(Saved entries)
>>>>>

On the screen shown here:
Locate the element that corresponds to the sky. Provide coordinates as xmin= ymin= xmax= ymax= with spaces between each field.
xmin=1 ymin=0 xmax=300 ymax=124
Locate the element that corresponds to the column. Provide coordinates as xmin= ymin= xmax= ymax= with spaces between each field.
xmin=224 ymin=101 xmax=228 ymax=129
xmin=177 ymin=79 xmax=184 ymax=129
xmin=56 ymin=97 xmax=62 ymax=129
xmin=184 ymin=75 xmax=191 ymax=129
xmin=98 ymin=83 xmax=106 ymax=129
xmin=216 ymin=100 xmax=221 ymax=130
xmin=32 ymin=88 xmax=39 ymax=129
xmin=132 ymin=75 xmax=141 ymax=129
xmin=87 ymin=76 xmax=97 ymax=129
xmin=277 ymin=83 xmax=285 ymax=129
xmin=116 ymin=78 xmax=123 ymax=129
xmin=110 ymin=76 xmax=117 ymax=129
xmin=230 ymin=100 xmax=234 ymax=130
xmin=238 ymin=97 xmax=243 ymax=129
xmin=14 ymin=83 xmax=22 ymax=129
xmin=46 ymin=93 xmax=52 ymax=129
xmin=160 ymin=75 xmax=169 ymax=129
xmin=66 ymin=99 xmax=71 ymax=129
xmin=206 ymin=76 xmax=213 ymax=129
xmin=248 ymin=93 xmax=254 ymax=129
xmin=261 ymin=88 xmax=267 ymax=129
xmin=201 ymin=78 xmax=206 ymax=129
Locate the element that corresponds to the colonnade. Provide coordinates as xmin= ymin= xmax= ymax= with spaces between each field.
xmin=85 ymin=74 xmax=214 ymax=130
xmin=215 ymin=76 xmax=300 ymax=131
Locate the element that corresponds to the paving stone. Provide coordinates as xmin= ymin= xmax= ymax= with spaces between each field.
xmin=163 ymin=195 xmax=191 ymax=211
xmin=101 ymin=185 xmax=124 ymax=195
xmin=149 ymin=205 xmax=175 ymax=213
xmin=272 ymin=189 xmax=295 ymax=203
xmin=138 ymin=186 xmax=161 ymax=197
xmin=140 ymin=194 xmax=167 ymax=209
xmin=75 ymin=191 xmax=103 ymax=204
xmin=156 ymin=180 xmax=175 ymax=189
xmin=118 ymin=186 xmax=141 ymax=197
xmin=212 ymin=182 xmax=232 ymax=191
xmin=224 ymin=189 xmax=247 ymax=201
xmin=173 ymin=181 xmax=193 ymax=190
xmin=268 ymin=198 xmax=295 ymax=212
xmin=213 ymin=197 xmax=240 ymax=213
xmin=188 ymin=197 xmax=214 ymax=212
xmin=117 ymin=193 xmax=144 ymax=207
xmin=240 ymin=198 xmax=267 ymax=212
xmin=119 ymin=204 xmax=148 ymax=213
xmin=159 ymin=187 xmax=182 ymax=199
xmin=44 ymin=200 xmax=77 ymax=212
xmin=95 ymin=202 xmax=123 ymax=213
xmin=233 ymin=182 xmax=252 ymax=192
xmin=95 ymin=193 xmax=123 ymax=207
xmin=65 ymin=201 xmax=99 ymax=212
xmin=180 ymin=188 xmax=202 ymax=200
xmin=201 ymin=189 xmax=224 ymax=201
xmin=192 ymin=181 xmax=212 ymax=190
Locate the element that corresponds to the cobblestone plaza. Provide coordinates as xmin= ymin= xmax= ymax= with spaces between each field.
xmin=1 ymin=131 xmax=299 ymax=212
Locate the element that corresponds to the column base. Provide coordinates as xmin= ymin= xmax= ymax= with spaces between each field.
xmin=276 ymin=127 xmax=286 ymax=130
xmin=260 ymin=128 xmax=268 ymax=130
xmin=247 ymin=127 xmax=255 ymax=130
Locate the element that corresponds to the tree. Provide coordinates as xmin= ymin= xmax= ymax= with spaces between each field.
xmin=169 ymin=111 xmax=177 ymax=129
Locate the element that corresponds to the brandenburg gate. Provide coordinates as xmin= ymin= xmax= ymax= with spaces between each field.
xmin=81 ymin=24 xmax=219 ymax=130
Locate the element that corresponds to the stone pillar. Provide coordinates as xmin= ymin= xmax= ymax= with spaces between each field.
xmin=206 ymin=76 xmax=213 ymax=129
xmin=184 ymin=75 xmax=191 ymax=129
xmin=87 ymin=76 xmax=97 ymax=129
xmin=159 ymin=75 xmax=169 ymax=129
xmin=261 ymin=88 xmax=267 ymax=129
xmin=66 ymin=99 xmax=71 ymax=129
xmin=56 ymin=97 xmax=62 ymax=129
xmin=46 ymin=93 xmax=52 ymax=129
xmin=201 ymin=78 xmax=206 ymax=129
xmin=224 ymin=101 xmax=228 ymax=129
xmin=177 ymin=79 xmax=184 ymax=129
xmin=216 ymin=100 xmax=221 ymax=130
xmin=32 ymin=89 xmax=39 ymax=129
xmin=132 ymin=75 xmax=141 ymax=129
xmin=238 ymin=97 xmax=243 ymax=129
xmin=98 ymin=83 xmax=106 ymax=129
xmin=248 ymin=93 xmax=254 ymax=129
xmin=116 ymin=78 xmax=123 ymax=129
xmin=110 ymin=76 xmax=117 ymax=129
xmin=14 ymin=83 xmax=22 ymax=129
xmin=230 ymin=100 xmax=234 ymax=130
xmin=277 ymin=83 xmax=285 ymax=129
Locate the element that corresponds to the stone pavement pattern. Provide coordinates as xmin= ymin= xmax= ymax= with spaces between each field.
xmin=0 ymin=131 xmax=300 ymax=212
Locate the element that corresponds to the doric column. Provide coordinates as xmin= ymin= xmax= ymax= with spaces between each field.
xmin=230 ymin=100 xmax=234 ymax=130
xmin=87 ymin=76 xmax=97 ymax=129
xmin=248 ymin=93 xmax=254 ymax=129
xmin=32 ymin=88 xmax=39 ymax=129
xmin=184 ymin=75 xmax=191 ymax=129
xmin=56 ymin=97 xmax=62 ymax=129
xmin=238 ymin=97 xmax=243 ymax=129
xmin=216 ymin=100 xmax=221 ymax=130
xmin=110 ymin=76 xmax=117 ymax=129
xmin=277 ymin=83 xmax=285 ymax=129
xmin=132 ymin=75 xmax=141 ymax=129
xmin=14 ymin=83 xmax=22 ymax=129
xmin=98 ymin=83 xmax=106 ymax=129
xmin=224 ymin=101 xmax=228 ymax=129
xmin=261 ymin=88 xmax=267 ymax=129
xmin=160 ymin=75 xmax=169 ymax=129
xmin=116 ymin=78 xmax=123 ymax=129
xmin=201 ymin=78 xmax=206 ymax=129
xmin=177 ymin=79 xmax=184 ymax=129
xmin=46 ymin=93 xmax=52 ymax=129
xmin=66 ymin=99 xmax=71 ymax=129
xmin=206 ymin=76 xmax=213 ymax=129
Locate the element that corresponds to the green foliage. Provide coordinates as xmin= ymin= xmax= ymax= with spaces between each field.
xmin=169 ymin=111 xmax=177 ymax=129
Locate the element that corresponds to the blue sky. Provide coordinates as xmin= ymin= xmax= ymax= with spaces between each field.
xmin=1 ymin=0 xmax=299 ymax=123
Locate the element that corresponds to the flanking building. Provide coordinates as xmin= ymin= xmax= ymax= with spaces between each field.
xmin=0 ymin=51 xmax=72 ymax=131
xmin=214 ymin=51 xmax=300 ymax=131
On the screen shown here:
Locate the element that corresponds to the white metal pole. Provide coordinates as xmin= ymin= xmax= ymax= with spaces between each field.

<<<<<

# [WHAT THE TASK REQUIRES]
The line with "Locate the element that corresponds to the blue", the last line of the data above, and every line between them should be duplicated exactly, with nothing else.

# [OUTPUT FOR THIS EXERCISE]
Locate the element that corresponds to the blue sky. Provide coordinates as xmin= ymin= xmax= ymax= with spaces between each field.
xmin=1 ymin=0 xmax=299 ymax=123
Locate the element that corresponds to the flanking building. Provide coordinates as xmin= ymin= xmax= ymax= with spaces between each field.
xmin=0 ymin=51 xmax=72 ymax=131
xmin=214 ymin=51 xmax=300 ymax=131
On the screen shown here:
Locate the element that corresponds to the white metal pole. Provide coordinates as xmin= ymin= xmax= ymax= with spaces between each field.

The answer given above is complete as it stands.